Among the entries below, one stretch runs from the line that contains "Using the image provided, box the tree trunk." through the line that contains "Using the image provided, box the bare". Repeat that stretch exactly, ends included, and only that.

§ MATERIAL PROVIDED
· · · · · · ·

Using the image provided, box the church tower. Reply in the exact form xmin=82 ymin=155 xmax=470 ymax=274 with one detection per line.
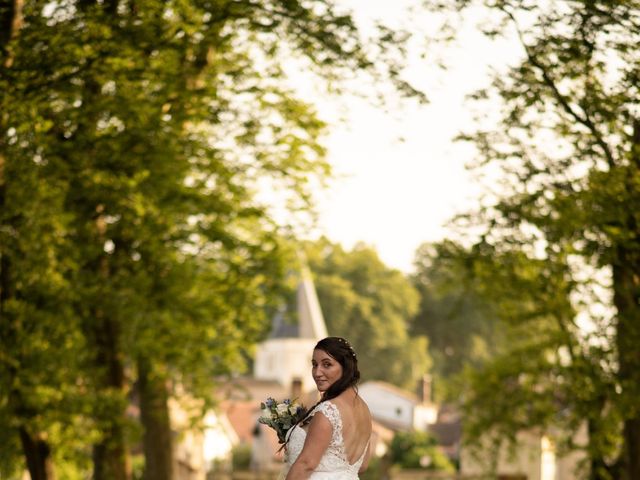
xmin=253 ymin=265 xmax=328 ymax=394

· · · · · · ·

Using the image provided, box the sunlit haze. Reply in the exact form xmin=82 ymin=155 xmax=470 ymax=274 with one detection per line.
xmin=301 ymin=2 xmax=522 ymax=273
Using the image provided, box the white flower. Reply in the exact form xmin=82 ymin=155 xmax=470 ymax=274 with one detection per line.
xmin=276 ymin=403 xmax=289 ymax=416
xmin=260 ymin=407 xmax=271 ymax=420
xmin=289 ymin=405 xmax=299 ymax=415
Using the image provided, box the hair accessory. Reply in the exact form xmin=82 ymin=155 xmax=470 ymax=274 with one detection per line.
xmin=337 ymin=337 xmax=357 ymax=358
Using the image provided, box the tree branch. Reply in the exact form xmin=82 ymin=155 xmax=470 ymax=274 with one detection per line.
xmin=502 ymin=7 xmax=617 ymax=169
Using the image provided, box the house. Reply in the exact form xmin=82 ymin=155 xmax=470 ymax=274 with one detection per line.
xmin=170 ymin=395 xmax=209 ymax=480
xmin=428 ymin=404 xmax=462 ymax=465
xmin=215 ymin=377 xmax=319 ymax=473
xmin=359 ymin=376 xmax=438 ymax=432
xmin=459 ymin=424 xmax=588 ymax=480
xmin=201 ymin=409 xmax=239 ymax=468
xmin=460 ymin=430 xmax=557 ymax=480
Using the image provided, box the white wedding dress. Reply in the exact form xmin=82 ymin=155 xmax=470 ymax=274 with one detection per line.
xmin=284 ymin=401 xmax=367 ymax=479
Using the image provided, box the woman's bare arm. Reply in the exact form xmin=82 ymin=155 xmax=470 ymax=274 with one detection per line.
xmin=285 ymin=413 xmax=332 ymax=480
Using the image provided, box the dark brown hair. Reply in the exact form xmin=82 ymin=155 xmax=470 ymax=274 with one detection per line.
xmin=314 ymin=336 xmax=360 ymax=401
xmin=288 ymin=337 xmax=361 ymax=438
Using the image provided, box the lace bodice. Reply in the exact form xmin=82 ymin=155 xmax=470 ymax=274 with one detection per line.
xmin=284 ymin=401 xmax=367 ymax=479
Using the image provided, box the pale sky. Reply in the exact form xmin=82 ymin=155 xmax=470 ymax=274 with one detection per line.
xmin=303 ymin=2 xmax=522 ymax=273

· · · · · · ·

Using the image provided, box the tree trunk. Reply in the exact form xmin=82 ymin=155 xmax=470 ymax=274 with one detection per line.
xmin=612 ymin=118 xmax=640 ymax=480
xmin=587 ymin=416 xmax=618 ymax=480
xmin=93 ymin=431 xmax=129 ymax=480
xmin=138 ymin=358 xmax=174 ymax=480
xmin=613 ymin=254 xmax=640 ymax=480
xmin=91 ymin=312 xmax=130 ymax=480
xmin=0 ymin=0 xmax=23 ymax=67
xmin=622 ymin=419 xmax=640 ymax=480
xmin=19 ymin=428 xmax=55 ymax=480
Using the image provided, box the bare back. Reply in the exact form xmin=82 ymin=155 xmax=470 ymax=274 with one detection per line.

· · · · · · ·

§ OUTPUT FOR THIS TASK
Using the image provided, box the tree trunk. Reply in the exact form xmin=82 ymin=155 xmax=470 ymax=274 with one detection per line.
xmin=612 ymin=118 xmax=640 ymax=480
xmin=587 ymin=416 xmax=618 ymax=480
xmin=93 ymin=431 xmax=129 ymax=480
xmin=138 ymin=358 xmax=174 ymax=480
xmin=613 ymin=254 xmax=640 ymax=480
xmin=91 ymin=312 xmax=130 ymax=480
xmin=0 ymin=0 xmax=23 ymax=67
xmin=622 ymin=419 xmax=640 ymax=480
xmin=19 ymin=428 xmax=55 ymax=480
Using the image provided, box the bare back. Reply in the exact form xmin=82 ymin=155 xmax=470 ymax=274 with one detection per line.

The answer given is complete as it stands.